- Extracted data entries:
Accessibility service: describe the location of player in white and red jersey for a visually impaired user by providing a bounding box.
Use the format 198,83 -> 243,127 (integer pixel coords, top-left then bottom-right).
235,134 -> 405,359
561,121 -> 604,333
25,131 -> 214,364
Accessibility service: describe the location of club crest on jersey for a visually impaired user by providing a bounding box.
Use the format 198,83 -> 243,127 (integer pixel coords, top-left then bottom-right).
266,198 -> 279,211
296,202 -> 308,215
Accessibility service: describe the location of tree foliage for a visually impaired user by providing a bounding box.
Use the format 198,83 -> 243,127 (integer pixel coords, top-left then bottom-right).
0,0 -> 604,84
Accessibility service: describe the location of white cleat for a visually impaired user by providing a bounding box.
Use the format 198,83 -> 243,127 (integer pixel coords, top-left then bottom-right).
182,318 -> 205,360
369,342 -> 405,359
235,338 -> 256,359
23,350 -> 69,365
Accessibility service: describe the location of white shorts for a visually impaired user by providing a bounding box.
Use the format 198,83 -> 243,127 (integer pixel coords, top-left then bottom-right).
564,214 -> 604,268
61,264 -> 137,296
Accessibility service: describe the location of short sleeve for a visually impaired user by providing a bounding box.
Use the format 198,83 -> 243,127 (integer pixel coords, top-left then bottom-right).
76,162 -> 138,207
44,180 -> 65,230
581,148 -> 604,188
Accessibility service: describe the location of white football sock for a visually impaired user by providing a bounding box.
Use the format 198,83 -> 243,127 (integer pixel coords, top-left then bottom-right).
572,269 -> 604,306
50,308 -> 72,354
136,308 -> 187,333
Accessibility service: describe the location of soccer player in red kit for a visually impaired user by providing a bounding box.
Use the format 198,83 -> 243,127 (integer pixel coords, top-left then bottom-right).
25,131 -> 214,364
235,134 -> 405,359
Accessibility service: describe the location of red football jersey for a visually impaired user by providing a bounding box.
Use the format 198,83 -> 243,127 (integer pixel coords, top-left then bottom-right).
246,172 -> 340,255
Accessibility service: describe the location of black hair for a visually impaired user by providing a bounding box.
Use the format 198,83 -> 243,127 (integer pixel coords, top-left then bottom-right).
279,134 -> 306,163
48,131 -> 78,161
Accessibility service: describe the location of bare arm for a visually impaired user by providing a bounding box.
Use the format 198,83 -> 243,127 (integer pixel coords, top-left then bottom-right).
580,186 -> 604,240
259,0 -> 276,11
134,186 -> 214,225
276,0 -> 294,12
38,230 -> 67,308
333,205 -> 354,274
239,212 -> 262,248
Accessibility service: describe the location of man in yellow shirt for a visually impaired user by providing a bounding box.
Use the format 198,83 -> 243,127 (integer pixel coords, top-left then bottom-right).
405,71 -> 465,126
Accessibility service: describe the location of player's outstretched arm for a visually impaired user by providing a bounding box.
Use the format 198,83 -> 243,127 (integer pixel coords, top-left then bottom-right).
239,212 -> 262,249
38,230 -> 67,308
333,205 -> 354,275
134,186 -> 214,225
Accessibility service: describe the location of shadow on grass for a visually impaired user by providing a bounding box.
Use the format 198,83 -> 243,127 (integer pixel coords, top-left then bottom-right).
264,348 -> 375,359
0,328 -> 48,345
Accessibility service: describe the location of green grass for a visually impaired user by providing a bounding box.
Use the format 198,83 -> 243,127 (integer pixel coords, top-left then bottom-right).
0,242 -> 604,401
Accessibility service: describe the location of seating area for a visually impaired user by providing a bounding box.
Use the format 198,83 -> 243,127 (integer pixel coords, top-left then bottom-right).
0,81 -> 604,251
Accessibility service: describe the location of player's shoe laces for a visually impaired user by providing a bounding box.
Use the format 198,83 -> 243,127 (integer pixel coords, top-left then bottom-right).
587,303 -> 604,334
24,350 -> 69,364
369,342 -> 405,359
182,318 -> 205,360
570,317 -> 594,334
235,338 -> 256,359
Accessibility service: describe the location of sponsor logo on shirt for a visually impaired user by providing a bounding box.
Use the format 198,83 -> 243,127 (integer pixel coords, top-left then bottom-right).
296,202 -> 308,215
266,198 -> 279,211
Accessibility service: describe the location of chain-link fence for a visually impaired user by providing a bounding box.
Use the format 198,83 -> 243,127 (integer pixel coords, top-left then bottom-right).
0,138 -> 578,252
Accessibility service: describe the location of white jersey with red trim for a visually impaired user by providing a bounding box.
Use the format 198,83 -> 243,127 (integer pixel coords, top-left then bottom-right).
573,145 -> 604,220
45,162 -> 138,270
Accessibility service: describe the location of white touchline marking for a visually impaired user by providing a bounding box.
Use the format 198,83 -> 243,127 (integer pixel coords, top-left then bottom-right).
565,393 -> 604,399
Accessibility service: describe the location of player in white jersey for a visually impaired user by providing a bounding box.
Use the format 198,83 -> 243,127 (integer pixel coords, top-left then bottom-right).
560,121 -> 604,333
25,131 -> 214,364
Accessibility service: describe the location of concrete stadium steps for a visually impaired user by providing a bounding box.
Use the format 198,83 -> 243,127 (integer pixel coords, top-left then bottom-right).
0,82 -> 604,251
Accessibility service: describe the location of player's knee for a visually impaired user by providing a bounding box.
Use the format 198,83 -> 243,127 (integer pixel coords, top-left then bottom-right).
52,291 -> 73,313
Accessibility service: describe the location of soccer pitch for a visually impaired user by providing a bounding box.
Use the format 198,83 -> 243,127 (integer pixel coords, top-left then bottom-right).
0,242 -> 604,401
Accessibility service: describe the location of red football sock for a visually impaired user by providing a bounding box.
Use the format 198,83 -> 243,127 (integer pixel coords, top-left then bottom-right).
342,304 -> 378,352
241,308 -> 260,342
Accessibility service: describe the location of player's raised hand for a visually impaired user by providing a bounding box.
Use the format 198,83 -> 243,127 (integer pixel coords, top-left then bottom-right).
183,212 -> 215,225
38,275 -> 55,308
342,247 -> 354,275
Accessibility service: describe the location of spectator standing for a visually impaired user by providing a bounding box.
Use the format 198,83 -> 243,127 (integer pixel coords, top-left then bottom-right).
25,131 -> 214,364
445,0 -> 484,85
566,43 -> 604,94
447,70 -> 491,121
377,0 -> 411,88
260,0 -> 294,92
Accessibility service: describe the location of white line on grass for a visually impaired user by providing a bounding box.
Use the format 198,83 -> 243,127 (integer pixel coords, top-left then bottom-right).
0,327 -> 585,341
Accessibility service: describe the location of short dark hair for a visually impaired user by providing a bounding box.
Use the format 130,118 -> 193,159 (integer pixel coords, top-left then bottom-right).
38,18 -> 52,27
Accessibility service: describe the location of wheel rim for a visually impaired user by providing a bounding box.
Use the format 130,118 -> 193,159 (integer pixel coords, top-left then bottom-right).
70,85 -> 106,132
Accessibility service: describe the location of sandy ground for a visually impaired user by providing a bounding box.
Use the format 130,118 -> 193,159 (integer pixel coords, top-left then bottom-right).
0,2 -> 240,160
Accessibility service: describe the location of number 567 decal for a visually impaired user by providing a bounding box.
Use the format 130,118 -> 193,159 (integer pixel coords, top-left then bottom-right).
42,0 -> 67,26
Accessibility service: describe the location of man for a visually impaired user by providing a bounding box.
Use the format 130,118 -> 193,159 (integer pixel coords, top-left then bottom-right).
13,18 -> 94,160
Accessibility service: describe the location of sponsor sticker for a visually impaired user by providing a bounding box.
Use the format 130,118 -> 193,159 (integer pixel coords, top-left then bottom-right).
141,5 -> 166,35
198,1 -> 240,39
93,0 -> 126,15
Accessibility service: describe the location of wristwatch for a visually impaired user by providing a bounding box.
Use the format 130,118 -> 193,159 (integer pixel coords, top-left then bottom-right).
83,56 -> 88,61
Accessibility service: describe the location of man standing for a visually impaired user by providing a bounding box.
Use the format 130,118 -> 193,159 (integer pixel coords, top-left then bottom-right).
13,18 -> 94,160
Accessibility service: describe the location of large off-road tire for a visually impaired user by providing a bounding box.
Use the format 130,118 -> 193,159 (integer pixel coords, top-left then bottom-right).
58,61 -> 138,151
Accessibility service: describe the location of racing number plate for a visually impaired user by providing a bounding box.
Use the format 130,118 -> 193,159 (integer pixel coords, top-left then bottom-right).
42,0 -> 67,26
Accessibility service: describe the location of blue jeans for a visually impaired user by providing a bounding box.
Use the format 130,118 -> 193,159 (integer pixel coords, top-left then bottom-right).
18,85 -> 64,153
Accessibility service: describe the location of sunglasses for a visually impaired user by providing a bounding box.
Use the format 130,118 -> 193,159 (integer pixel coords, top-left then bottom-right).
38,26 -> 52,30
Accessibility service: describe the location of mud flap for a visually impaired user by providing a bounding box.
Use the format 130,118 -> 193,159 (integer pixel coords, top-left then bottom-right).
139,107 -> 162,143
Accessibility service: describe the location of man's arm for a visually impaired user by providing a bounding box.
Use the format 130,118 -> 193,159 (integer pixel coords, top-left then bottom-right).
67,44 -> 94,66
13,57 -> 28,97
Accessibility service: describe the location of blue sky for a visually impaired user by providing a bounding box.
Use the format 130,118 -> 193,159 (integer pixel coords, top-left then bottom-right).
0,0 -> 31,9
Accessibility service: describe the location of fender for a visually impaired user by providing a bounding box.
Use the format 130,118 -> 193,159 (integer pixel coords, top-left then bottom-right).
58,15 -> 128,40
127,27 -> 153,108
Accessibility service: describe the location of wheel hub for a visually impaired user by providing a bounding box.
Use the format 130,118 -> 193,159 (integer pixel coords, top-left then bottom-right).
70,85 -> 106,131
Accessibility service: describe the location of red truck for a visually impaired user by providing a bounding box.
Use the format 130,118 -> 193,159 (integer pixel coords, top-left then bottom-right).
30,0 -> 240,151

- GIVEN EXERCISE: Arrange the lines of the records from the one containing "Accessibility service: describe the location of short dark" through the one containing "38,18 -> 52,27", both included, as a numbered list, omitting any blank lines.

- WRITTEN REPLY:
1. Accessibility service: describe the location of short dark hair for a visually impaired user by providing a bounding box.
2. Use the format 130,118 -> 193,159 (integer pixel coords, top-left then bottom-right).
3. 38,18 -> 52,27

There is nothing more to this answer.